Work instruction 1 —
In the Woods injury text, revise the section from "The comeback, long" to "until early March." so that "ligament damage" becomes "cartilage damage".
Work instruction 2 —
Answer these questions from the Woods injury text:
(a) Who finished ahead of Woods at the Masters?
(b) Whom did Woods defeat in a playoff for his 14th career major?
(c) How long was Woods out after his reconstructive knee surgery?
Work instruction 3 —
For each statement, decide whether it agrees with the Woods injury text. Answer yes or no and quote the deciding words.
(a) Woods ruptured his Achilles while jogging at the end of 2007.
(b) Doctors recommended that Woods play in the Open.
(c) Woods was ready to compete when 2009 began.

Why he had been out: In addition to a ruptured Achilles sustained while jogging at the end of 2007, Woods continued to have nagging pain in his left knee. After a promising start to the season, with three wins and a runner-up finish to Trevor Immelman in the Masters, Woods underwent another surgery and missed the next two months.

The comeback, short term: We all know how that turned out. While still clearly in pain, Woods gutted his way to what many say was his most impressive performance, a playoff win over Rocco Mediate for his 14th career major.

The comeback, long term: Actually, that was it. What we learned later is that Woods still had ligament damage in his knee and had two stress fractures in his left tibia. Doctors had advised him to not play in the Open, but he insisted. Once it was over, he required reconstructive knee surgery and missed the next nine months.

2009 WGC-Accenture Match Play Championship

Why he had been out: Woods was stilll rehabbing his knee when 2009 began, and he wasn't ready to compete until early March.

Dataset entries —
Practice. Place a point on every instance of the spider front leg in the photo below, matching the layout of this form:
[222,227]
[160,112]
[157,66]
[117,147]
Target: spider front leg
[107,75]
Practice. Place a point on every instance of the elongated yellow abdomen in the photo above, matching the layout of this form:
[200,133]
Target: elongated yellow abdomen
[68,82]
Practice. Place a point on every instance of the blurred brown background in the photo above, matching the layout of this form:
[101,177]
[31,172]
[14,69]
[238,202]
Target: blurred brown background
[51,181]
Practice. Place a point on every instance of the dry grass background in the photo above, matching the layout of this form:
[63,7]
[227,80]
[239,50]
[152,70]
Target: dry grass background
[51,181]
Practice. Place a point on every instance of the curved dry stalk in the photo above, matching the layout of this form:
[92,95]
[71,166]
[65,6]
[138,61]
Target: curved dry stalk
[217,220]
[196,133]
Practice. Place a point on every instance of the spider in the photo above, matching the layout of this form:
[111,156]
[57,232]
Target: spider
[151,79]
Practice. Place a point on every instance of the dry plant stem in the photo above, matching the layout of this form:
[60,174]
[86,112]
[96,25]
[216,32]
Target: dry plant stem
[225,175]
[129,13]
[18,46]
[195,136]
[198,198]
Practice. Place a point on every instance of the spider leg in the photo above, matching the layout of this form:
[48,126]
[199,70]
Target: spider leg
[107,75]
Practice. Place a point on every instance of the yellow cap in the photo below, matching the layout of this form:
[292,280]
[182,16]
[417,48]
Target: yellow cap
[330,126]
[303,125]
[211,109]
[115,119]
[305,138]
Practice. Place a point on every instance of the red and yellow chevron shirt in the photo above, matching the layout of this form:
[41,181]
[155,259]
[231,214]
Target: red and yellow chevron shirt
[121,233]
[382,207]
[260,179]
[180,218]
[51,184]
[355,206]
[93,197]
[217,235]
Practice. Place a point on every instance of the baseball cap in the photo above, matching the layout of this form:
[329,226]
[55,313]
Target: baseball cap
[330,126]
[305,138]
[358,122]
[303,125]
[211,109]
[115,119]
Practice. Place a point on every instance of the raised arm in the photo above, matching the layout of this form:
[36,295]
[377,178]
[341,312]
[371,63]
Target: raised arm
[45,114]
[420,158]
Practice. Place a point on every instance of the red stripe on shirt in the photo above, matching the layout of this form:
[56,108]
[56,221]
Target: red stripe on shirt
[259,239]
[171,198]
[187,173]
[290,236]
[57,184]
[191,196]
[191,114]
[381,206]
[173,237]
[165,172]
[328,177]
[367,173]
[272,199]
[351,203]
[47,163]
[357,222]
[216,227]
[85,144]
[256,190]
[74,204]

Answer space 1 —
The comeback, long term: Actually, that was it. What we learned later is that Woods still had cartilage damage in his knee and had two stress fractures in his left tibia. Doctors had advised him to not play in the Open, but he insisted. Once it was over, he required reconstructive knee surgery and missed the next nine months.

2009 WGC-Accenture Match Play Championship

Why he had been out: Woods was stilll rehabbing his knee when 2009 began, and he wasn't ready to compete until early March.

Answer space 2 —
(a) Trevor Immelman
(b) Rocco Mediate
(c) Nine months

Answer space 3 —
(a) Yes: "a ruptured Achilles sustained while jogging at the end of 2007"
(b) No: "Doctors had advised him to not play in the Open, but he insisted."
(c) No: "he wasn't ready to compete until early March"